▶ [Exercises]:
**A.** Answer the following questions using the passage on Speights' second season with the 76ers, marking each answer with the same numeral:
(i) Against which team was Speights playing when he injured his left knee?
(ii) How many games did Speights miss because of the injury?
(iii) Whose increased production mostly limited Speights' playing time after his return?
**B.** From the passage on Speights' second season with the 76ers, transcribe the portion that begins at the words "Speights' second season" and ends after the words "from Elton Brand.".

▶ [Study text]:
________________________
Speights' second season with the 76ers started off on a high note, as he saw a slight increase in playing time and put up good numbers. Speights scored 15 or more points in five of his first 10 games and was a vital part of the team's frontcourt. During the fourth quarter of the November 14 game against the Chicago Bulls, Speights injured his left knee. An MRI revealed a partial tear of his medial collateral ligament (MCL). Speights missed 14 games and came back December 16, to play 22 minutes in a losing effort against the Cleveland Cavaliers. After returning from the injury, his playing time became limited, mostly because of the increased production from Elton Brand.
________________________
▶ [Information given]:
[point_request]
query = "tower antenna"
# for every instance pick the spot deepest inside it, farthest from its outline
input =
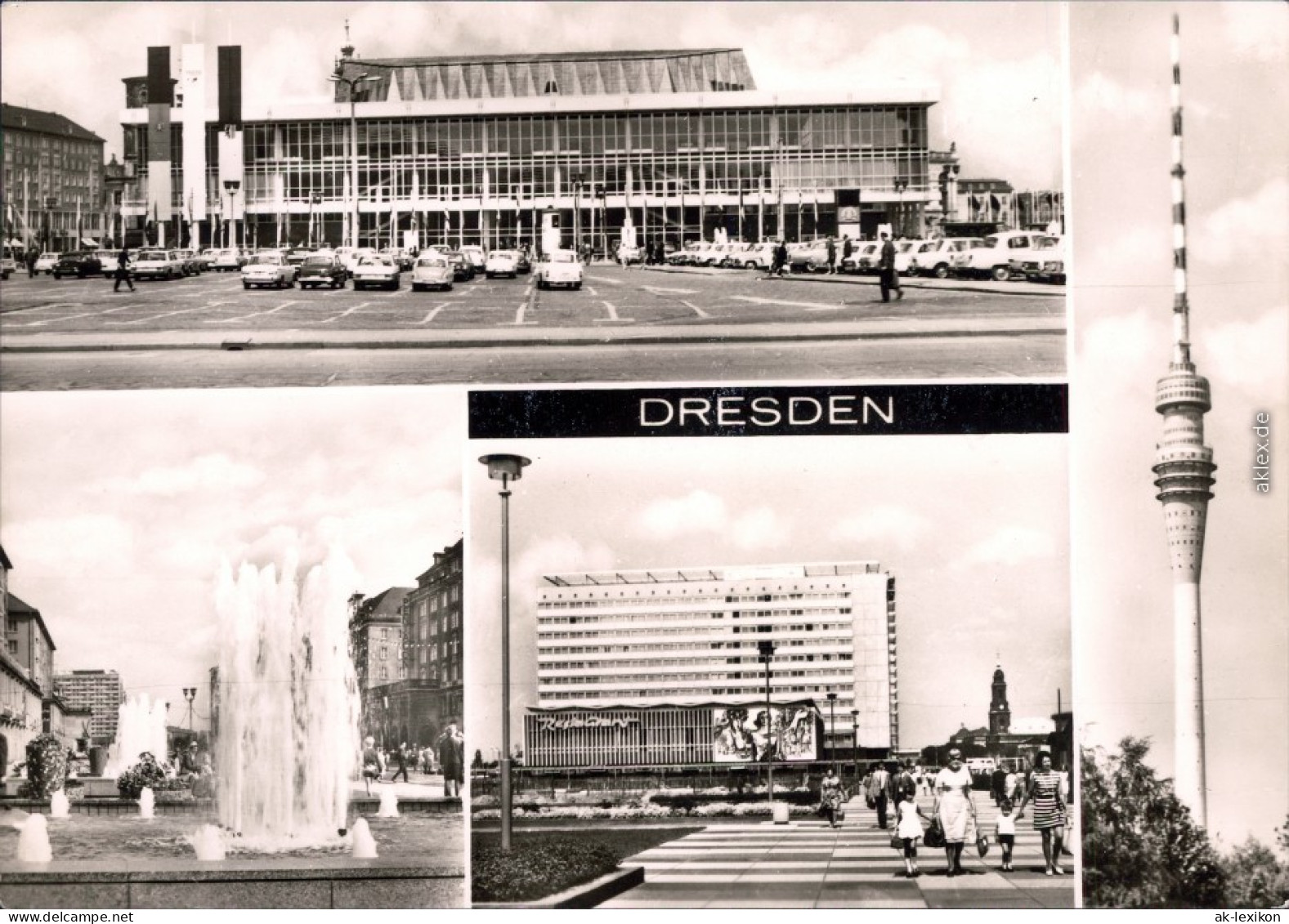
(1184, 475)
________________________
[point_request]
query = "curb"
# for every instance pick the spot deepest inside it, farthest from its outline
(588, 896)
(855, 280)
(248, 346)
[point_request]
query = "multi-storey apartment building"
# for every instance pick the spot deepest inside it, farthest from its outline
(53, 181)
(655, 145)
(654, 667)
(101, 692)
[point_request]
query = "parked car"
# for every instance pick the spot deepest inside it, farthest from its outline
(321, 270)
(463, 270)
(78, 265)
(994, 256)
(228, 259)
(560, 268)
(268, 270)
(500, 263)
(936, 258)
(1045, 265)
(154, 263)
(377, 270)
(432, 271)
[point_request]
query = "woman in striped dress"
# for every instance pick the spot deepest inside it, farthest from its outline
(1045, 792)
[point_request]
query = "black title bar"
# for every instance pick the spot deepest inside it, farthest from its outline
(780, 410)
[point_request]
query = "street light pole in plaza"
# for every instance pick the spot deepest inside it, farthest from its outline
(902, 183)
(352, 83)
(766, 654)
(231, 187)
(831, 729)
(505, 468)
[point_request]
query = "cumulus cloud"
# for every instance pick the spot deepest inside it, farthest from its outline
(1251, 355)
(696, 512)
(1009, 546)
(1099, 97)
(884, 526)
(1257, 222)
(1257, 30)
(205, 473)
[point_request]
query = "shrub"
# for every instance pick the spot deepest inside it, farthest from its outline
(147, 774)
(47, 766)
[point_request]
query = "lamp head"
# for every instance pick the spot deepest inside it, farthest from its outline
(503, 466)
________________________
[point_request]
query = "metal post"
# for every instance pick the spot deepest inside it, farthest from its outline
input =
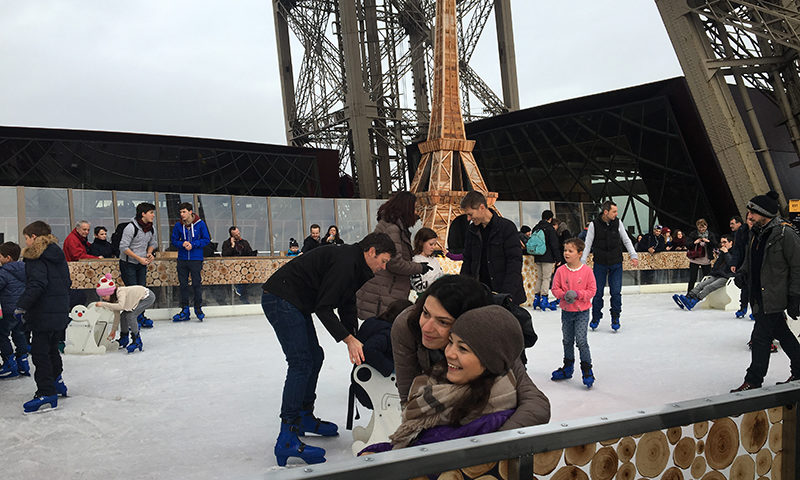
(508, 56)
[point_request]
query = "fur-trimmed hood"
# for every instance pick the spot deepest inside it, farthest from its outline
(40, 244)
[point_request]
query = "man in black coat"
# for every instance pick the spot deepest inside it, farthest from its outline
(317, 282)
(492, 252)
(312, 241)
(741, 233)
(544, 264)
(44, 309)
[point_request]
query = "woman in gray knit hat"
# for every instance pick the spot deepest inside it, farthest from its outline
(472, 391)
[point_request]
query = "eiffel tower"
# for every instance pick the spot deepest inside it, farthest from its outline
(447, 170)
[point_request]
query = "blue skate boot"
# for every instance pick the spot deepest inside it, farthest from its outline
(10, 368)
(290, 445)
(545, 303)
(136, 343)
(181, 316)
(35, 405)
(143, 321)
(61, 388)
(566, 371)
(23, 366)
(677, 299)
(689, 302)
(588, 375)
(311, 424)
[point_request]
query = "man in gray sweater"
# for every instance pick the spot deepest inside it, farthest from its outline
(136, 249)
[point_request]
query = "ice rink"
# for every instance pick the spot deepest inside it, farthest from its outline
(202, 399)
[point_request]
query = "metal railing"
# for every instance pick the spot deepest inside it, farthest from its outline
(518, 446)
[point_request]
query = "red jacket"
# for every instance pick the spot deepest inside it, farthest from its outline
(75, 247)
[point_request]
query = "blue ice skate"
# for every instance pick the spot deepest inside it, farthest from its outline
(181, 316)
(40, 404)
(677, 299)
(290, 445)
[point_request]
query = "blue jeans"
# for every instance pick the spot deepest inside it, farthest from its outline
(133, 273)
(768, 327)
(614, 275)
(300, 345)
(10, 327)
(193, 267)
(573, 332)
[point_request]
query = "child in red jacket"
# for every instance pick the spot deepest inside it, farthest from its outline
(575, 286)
________________________
▶ [Answers for the exercise]:
**A.**
(i) The Chicago Bulls
(ii) 14 games
(iii) Elton Brand's

**B.**
Speights' second season with the 76ers started off on a high note, as he saw a slight increase in playing time and put up good numbers. Speights scored 15 or more points in five of his first 10 games and was a vital part of the team's frontcourt. During the fourth quarter of the November 14 game against the Chicago Bulls, Speights injured his left knee. An MRI revealed a partial tear of his medial collateral ligament (MCL). Speights missed 14 games and came back December 16, to play 22 minutes in a losing effort against the Cleveland Cavaliers. After returning from the injury, his playing time became limited, mostly because of the increased production from Elton Brand.